# [À faire]
a. D'après la sélection, sous quelle forme Stella se réincarne-t-elle en premier ?
b. Reproduisez tel quel le passage de la sélection qui va de « www.lalsace.frÇa se passe » jusqu'à « mettent à converser. ».

• La Fin du sentiment amoureux, Stéphane Denis (Grasset)

    www.lalsace.frÇa se passe dans un train, lequel, à travers l’Europe centrale, s’achemine par d’étranges détours vers Vienne et, au-delà, si j’ai bien compris, Venise. Dans le compartiment : un jeune couple de fiancés et un diplomate plus vieux. Le convoi s’immobilise en rase campagne et ne repart plus (dans ces pays-là, vous savez…). Le jeune homme va aux nouvelles et ne revient pas. Le diplomate et la jeune femme, restés seuls, regardent par la fenêtre « le paysage sans forme ni couleurs où quelques bouquets d’arbres squelettiques trac[ent] des coups de crayon ». Enfin, ils se mettent à converser.

     

    Fantasmes et idées

     

    Il s’appelle Munzu (prénom d’un militant de la cause noire, pour laquelle sa mère, dans l’Afrique du Sud où il est né, s’était enthousiamée) Munzu (nom propre fréquent en Ariège, d’où son père était originaire). Elle se nomme Calliope, en toute simplicité. Le ton est donné et vous devinez la suite… Munzu Munzu va détourner Calliope d’un mariage vers lequel elle se dirigeait d’un pas déjà hésitant. « Il voyait le doute s’infiltrer en elle (…) au rythme de son récit, et dut s’avouer qu’il ne résisterait pas à la tentation de continuer ». Le récit en question, c’est celui que le diplomate fait de sa propre vie. En deux mots : il a épousé et aimé dans sa jeunesse la belle Stella, qui « pratiquait l’engagement comme un sport de haut niveau » ; elle lui a empoisonné la vie en se lançant pendant plusieurs années dans toutes les causes humanitaires et politiques disponibles, avant de mourir quelque part en Orient, plus ou moins convertie à une forme de bouddhisme et convaincue de se réincarner ; ce qu’elle a fait, d’abord sous les espèces d’une jeune chienne très jalouse (Baballe), puis d’une autre femme aussi fatigante que le première. Notre homme pense avoir réussi à s’en débarrasser. Mais attendons la fin.

Enregistrements bruts:
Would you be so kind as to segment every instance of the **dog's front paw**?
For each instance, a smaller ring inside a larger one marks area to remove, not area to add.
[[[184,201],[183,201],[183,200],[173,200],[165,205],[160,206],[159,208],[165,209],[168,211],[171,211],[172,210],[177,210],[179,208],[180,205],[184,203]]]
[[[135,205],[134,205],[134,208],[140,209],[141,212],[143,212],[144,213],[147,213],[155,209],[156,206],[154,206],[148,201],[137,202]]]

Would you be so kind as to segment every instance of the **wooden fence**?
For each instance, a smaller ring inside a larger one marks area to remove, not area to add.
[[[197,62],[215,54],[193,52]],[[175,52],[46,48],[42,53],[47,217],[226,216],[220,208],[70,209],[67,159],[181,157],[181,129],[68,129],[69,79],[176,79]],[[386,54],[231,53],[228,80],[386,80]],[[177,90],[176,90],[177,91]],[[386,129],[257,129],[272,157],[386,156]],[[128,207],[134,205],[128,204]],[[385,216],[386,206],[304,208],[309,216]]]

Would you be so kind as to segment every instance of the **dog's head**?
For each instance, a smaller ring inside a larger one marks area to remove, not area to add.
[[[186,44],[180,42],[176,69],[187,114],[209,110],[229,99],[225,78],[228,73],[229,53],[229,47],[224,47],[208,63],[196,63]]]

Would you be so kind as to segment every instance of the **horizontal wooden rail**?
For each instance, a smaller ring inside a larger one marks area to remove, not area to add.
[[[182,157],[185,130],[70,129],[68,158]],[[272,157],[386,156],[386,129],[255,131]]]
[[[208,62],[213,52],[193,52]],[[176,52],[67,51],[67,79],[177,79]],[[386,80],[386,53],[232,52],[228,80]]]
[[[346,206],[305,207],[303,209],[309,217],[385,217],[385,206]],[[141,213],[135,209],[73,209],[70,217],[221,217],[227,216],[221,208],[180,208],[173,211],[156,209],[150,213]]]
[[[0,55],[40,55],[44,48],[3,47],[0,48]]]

# [Réponses par tâche]
a. Sous les espèces d'une jeune chienne très jalouse, Baballe.

b.
www.lalsace.frÇa se passe dans un train, lequel, à travers l’Europe centrale, s’achemine par d’étranges détours vers Vienne et, au-delà, si j’ai bien compris, Venise. Dans le compartiment : un jeune couple de fiancés et un diplomate plus vieux. Le convoi s’immobilise en rase campagne et ne repart plus (dans ces pays-là, vous savez…). Le jeune homme va aux nouvelles et ne revient pas. Le diplomate et la jeune femme, restés seuls, regardent par la fenêtre « le paysage sans forme ni couleurs où quelques bouquets d’arbres squelettiques trac[ent] des coups de crayon ». Enfin, ils se mettent à converser.